=== WHAT IS ASKED ===
1. Decide whether each statement agrees with the excerpt on minimax optimal rules: (a) the parameter θ is one-dimensional; (b) the guess-and-verify approach remains valid; (c) the approach taken here was also adopted by Yata (2021). For each, answer yes or no and quote the deciding words.
2. In the excerpt on minimax optimal rules, whose work does Yata (2021) follow to find a minimax optimal rule?
3. Write the next part of the excerpt on minimax optimal rules, starting after its final sentence.

=== EXTRACT TO READ ===
________
3 Minimax optimal rules

We aim to find a minimax optimal rule in terms of mean square regret. Viewing \(R_{sq}({\hat{\delta }},\theta )\) as the risk function in statistical decision theory, we introduce the following standard definition of minimax optimality.

Definition 3.1

Let \(\mathcal {D}\) be a set of statistical decision rules that are functions of \({\hat{\theta }}_{e}\). A rule \({\hat{\delta }}^{*}\) is mean square regret minimax optimal if it is such that

$$\begin{aligned} \sup _{\theta \in \Theta }R_{sq}({\hat{\delta }}^{*},\theta )=\min _{{\hat{\delta }}\in \mathcal {D}}\sup _{\theta \in \Theta }R_{sq}({\hat{\delta }},\theta ). \end{aligned}$$

Since \(\theta \in \Theta\) is a two-dimensional parameter, finding a minimax optimal rule is more challenging than in a point-identified case, which can be viewed as a special case when \(\theta _{e}=\theta _{t}\) and the unknown parameter is one-dimensional. That said, note the standard guess-and-verify approach (Proposition 4.2, Kitagawa et al., 2022) is still valid. In theory, we can still try to figure out a least favorable prior in \({\mathbb {R}}^2\) and show the Bayes optimal rule with respect to that hypothetical least favorable prior, say \({\hat{\delta }}_{\pi }\), is such that

$$\begin{aligned} r({\hat{\delta }}_{\pi })=\sup _{\theta \in \Theta } R_{sq}({\hat{\delta }}_{\pi },\theta ), \end{aligned}$$

where \(r({\hat{\delta }}_{\pi })\) is the Bayes mean square regret of \({\hat{\delta }}_{\pi }\) under the hypothetical least favorable prior. Here, we take a different, but related approach that was adopted by Yata (2021), who follows Donoho (1994) to find a minimax optimal rule by searching for a hardest one-dimensional subproblem. We discuss the connections between these two approaches in Sect. 3.2 and Remark 3.4.
________
=== ITEMS ===
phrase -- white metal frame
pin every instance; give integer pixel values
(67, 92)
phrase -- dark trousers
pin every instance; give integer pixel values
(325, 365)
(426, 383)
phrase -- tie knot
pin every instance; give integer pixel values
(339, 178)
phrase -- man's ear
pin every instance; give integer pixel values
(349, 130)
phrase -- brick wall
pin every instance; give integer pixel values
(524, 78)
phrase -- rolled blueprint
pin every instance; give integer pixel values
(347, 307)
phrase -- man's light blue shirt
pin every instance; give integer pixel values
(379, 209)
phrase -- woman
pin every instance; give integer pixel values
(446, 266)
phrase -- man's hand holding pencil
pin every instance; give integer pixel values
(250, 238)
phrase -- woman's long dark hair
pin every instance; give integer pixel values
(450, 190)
________
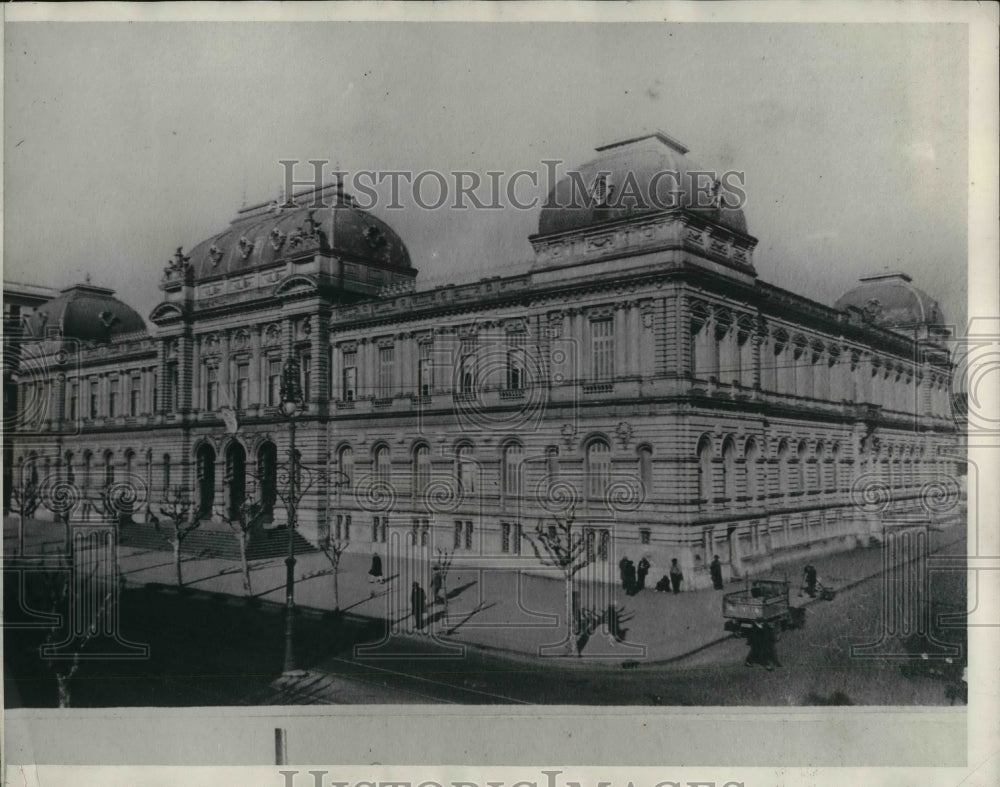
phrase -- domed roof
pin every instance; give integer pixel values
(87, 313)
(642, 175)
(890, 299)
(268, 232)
________
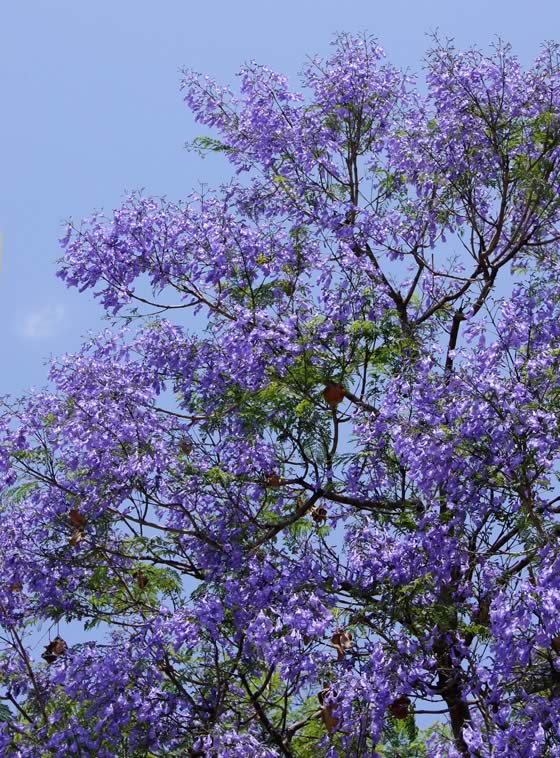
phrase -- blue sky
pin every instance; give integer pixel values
________
=== PER-TASK ANSWERS ===
1.
(a) No: "is a two-dimensional parameter"
(b) Yes: "the standard guess-and-verify approach (Proposition 4.2, Kitagawa et al., 2022) is still valid"
(c) Yes: "a different, but related approach that was adopted by Yata (2021)"

2. Donoho (1994).

3.
Below, we present the core results of this paper. We first review and extend some existing results in the one-dimensional problem, which will be useful for the derivation of the minimax optimal rule in one-dimensional subproblem and also for our two-dimensional problem.

3.1 Review of the existing results in one-dimensional problem

Example 3.1

[Stylized one-dimensional problem] Let \({\bar{Y}}_{1}\sim N(\tau ,1)\) be normally distributed with an unknown mean \(\tau \in [-c,c]\) for some \(0<c<\infty\), and a known variance normalized to one, with the likelihood function

$$\begin{aligned} f({\bar{y}}_{1}|\tau )=\phi ({\bar{y}}_{1}-\tau ), \forall {\bar{y}}_{1}\in {\mathbb {R}}, \end{aligned}$$
(3.1)

where \(\phi (x)\) is the pdf of a standard normal distribution. The mean square regret of a rule \({\hat{\delta }}:{\mathbb {R}}\rightarrow [0,1]\) based on data \({\bar{Y}}_{1}\) is

$$\begin{aligned} R_{sq}({\hat{\delta }},\tau )=\tau ^{2}{\mathbb {E}}\left[ \left( {\textbf{1}} \{\tau \ge 0\}-{\hat{\delta }}({\bar{Y}}_{1})\right) ^{2}\right] , \end{aligned}$$

where the expectation \({\mathbb {E}}[\cdot ]\) is with respect to \({\bar{Y}}_{1}\sim N(\tau ,1)\).

Kitagawa et al. (Example 4.1, 2022) focus on the general result when \(c=\infty\). The following lemma extends the result of Kitagawa et al. (2022) by allowing c to be bounded and sufficiently small. Let \(\rho (a):={\mathbb {E}}\left[ \left( \frac{1}{\exp \left( 2a{\bar{Y}}_{1}\right) +1}\right) ^{2}\right]\), where the expectation \({\mathbb {E}}[\cdot ]\) is with respect to \({\bar{Y}}_{1}\sim N(a,1)\).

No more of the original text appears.